Texto de leitura:
---*---
Laura Esquivel (1950), escritora mexicana, começou a carreira como roteirista para programas de TV e filmes. Desde a juventude tem interesse em filosofia e misticismo oriental. Estes dois elementos, o cinema e o misticismo, estão presentes no estilo da escritora, como se nota em Como Água Para Chocolate (1989), um romance fantástico e narrado de maneira cinematográfica e dramática.
A história é ambientada durante a Revolução Mexicana, no começo do século XX, particularmente em uma fazenda onde vive uma família governada por uma opressora tradição matriarcal. O termo "como água para chocolate" é um ditado popular comum no México e se refere ao estado em que a água fervente está pronta para receber o chocolate, o que pode representar o fervor sexual, por exemplo. No Brasil temos uma expressão parecida que é "em ponto de bala".
Fervor é o estado da alma da protagonista Tita, e o livro está repleto de fogo, um fogo sexual que surge na alma de Tita e ganha vida de maneira mágica, chegando a provocar incêndios reais e mesmo a incendiar uma casa inteira! Não à toa a autora usou a cozinha e a culinária como o ambiente principal, pois lá a fervura está sempre presente, como que simbolizando a própria temperatura dos sentimentos da personagem.
---*---
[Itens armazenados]
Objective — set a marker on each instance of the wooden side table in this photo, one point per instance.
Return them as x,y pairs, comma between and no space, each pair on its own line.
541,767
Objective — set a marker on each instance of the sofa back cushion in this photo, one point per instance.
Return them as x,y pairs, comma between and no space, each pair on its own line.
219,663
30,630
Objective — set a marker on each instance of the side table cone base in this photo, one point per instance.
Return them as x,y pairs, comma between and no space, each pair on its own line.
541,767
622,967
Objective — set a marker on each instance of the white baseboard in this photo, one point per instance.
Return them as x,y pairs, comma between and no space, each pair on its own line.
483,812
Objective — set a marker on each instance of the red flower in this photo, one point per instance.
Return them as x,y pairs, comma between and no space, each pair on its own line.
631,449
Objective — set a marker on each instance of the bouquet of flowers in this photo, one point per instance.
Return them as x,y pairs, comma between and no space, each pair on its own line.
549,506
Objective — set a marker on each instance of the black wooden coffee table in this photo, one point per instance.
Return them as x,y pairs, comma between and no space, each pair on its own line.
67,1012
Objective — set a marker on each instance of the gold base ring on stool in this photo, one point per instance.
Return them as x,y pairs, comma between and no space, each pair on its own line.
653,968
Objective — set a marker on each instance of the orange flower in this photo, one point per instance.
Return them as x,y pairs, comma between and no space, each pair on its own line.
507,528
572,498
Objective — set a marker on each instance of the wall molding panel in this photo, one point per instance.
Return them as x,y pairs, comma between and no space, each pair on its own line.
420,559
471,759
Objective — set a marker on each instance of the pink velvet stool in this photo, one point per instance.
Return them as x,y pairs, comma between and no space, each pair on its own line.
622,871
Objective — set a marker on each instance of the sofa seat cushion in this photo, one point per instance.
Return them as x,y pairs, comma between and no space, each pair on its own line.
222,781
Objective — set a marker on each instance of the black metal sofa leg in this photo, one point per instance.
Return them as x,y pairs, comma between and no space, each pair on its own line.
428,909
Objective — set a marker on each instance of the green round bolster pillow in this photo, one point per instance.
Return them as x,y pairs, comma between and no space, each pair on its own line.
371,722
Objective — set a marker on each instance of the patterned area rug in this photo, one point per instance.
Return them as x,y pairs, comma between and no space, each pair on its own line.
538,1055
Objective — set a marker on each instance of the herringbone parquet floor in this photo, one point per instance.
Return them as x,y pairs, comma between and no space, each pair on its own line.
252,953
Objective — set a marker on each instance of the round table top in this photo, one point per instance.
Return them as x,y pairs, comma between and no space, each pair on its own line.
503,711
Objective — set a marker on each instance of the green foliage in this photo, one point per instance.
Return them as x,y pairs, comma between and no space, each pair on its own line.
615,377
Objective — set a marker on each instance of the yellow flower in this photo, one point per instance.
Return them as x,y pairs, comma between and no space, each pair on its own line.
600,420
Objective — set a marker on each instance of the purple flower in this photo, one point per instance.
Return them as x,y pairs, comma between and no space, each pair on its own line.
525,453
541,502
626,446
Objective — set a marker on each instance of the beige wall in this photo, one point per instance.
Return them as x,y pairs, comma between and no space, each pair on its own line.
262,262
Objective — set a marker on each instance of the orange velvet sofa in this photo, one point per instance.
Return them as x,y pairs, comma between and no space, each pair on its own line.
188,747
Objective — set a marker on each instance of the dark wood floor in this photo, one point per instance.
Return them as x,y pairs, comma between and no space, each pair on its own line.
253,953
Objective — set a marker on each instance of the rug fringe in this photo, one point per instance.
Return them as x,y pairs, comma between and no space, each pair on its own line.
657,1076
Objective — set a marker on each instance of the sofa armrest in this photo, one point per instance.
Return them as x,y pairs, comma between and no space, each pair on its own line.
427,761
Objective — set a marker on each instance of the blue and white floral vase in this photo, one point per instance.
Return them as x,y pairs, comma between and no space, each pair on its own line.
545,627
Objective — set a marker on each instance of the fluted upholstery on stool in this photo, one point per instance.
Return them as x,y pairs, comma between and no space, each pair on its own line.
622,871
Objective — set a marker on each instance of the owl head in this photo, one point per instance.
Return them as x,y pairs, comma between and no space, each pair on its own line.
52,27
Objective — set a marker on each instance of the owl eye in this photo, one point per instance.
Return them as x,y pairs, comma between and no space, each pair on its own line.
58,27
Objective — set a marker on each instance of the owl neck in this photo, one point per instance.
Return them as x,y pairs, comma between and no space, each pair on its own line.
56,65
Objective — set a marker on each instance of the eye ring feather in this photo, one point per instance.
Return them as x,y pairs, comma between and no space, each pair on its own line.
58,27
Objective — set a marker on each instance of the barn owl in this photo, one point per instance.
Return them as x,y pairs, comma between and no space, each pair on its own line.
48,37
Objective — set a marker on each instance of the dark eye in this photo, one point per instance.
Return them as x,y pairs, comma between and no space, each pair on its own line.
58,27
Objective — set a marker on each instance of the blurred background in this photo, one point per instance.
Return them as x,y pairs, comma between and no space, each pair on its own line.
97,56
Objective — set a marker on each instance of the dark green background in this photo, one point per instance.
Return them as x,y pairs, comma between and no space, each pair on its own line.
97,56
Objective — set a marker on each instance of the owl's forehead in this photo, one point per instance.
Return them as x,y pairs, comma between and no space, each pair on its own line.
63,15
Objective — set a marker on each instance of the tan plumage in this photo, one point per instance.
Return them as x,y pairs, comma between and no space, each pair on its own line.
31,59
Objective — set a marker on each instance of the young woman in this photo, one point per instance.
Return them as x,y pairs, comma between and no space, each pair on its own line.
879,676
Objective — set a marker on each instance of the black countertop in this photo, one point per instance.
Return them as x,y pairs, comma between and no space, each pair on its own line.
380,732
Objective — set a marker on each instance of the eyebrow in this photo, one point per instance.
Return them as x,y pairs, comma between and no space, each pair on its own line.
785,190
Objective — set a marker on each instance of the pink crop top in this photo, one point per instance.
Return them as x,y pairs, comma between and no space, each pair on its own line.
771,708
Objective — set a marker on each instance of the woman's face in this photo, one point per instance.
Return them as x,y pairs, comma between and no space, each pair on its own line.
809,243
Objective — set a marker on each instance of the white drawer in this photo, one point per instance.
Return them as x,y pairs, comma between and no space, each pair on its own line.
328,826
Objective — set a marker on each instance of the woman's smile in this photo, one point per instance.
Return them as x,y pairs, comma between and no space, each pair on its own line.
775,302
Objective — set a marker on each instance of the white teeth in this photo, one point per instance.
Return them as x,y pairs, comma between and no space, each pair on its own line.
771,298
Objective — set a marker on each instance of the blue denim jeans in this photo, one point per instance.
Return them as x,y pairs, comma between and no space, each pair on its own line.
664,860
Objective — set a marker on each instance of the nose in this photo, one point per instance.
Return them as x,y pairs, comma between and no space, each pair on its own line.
---*---
Tarefas:
1. Transcreva literalmente o trecho do texto sobre Como Água Para Chocolate que começa em "Fervor é o estado" e segue até "sentimentos da personagem.".
2. Reescreva em forma de lista o parágrafo do texto sobre Como Água Para Chocolate que começa com "A história é ambientada", conservando os fatos principais.
3. Segundo o texto sobre Como Água Para Chocolate, como Laura Esquivel começou a carreira?

Respostas escritas:
1.
Fervor é o estado da alma da protagonista Tita, e o livro está repleto de fogo, um fogo sexual que surge na alma de Tita e ganha vida de maneira mágica, chegando a provocar incêndios reais e mesmo a incendiar uma casa inteira! Não à toa a autora usou a cozinha e a culinária como o ambiente principal, pois lá a fervura está sempre presente, como que simbolizando a própria temperatura dos sentimentos da personagem.

2.
- A história se passa durante a Revolução Mexicana, no começo do século XX, numa fazenda onde vive uma família governada por uma opressora tradição matriarcal.
- "Como água para chocolate" é um ditado popular comum no México. Refere-se ao estado em que a água fervente está pronta para receber o chocolate, o que pode representar o fervor sexual.
- No Brasil, uma expressão parecida é "em ponto de bala".

3. Como roteirista para programas de TV e filmes.